▶ [Tasks and exercises]
A – Update the robot dog article starting at "NYC Police Cancel" and ending at "heard by authorities.", with "viral video" changed to "widely shared video".
B – Answer these questions using the robot dog article:
(i) How much was the canceled contract worth, and which company made the robot?
(ii) How much does the "digidog" weigh?
(iii) Who called the device a "robotic surveillance ground drone"?
C – According to the robot dog article, why did the police cancel the contract for the robot? Answer in one to three sentences.

▶ [Passage to read]
──────
NYC Police Cancel $94K Robot Dog after Activists Complain Investment Should Go to Schools

It was just in February of this year when we did a story here at Seeflection.com about a new “digidog” being employed for possibly the first time in a criminal interaction with NYC police. If you recall the viral video of the futuristic dog — seen patrolling a Bronx neighborhood after officers responded to a hostage situation — sparked controversy.

Rep. Alexandria Ocasio-Cortez, D-N.Y., who then called it a “robotic surveillance ground drone,” praised activists in her district who pushed back on the tech to demand that police funds should instead go toward investments like school counseling. Well, once again the voice of the people has been heard by authorities.

According to npr.org’s Emma Bowman, the dog has been pulled from service. The police canceled a $94,000 contract with the robot’s maker Boston Dynamics following a backlash tied to calls to cut the police budget and concerns of police militarization and abuses of force.

Although first hailed as a police crime-fighting tool that would go places humans shouldn’t go, it has fallen from favor in a big way.

“This dog is going to save lives, protect people, and protect officers and that’s our goal,” NYPD Technical Assistance Response Unit Inspector Frank Digiacomo had said in an interview with the local ABC station.

But after the public and some local pols were made aware of the “digidog,” the fur began to fly. It is a 70-pound mechanical beast and it wasn’t cheap either. That’s where the biggest outcry came from. It was the cost of the dog that really had people barking. Even Mayor Bill De Blasio chimed in.

“It’s creepy, alienating, and sends the wrong message to New Yorkers.”

Digidogs Defenders

The Boston Dynamics four-legged robot dog does have legitimate crime-fighting capabilities which should be obvious to most people.
──────
(Stored dataset items)
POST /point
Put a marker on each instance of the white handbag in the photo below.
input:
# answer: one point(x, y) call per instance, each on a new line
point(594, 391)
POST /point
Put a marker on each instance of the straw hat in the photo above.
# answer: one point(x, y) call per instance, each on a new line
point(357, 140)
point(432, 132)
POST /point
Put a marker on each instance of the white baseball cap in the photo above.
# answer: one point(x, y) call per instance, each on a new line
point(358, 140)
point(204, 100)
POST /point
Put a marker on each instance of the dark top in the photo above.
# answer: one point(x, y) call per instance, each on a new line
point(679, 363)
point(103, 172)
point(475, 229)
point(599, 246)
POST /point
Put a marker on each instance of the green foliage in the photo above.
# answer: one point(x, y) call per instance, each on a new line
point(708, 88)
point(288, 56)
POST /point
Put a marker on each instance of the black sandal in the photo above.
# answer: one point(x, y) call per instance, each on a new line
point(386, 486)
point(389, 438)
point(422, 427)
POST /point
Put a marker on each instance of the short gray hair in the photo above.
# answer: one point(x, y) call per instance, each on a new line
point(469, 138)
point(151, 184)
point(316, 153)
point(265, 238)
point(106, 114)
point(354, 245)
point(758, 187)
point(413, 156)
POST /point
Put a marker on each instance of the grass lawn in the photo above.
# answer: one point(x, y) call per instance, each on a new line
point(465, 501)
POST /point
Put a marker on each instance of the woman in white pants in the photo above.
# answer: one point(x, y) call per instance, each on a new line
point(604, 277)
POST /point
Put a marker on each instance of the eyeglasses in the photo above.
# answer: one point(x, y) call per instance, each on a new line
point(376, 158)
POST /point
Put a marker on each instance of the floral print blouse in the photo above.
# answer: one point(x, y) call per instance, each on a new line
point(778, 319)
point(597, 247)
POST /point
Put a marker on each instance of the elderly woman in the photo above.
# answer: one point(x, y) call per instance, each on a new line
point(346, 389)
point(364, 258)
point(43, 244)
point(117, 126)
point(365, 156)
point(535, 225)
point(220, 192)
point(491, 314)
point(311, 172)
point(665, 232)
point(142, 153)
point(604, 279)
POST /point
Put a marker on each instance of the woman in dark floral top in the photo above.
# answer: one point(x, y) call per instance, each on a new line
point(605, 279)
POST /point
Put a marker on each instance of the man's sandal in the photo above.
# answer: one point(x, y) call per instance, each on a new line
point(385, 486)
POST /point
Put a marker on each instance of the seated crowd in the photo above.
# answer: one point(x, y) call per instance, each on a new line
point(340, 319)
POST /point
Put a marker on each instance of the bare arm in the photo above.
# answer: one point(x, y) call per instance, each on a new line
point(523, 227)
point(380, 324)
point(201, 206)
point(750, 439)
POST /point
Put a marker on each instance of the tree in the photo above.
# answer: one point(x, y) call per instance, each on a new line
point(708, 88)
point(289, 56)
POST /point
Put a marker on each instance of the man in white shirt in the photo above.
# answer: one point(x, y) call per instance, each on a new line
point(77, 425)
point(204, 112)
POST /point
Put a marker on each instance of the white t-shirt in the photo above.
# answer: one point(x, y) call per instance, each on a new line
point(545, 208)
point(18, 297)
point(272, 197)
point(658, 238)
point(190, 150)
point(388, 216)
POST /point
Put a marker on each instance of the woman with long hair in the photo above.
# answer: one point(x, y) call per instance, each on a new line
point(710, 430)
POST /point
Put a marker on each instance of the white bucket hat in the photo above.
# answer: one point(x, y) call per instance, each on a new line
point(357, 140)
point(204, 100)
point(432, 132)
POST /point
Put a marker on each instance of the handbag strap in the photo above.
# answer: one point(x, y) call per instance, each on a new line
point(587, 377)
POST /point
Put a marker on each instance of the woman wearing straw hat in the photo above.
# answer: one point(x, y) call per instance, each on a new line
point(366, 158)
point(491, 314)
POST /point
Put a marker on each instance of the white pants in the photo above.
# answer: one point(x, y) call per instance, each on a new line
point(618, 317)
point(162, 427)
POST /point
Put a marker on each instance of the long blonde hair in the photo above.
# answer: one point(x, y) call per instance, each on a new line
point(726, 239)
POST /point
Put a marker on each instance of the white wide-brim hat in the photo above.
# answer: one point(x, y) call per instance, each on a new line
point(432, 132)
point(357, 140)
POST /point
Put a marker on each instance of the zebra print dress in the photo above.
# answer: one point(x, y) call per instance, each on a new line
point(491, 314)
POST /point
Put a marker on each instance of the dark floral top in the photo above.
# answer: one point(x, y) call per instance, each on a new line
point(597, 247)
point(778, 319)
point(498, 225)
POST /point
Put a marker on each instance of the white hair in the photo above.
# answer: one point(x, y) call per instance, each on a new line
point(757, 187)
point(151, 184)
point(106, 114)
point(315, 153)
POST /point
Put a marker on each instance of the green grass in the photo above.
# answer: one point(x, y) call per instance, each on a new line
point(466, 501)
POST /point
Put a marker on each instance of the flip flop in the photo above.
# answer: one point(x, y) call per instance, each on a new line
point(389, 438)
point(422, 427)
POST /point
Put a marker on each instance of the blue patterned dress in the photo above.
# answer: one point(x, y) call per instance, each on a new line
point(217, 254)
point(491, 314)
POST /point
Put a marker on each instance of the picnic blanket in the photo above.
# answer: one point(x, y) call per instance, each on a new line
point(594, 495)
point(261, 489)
──────
▶ [Results]
A –
NYC Police Cancel $94K Robot Dog after Activists Complain Investment Should Go to Schools

It was just in February of this year when we did a story here at Seeflection.com about a new “digidog” being employed for possibly the first time in a criminal interaction with NYC police. If you recall the widely shared video of the futuristic dog — seen patrolling a Bronx neighborhood after officers responded to a hostage situation — sparked controversy.

Rep. Alexandria Ocasio-Cortez, D-N.Y., who then called it a “robotic surveillance ground drone,” praised activists in her district who pushed back on the tech to demand that police funds should instead go toward investments like school counseling. Well, once again the voice of the people has been heard by authorities.

B –
(i) $94,000; Boston Dynamics.
(ii) 70 pounds.
(iii) Rep. Alexandria Ocasio-Cortez, D-N.Y.

C – The police canceled the contract after a backlash. That backlash was tied to calls to cut the police budget and to concerns about police militarization and abuses of force.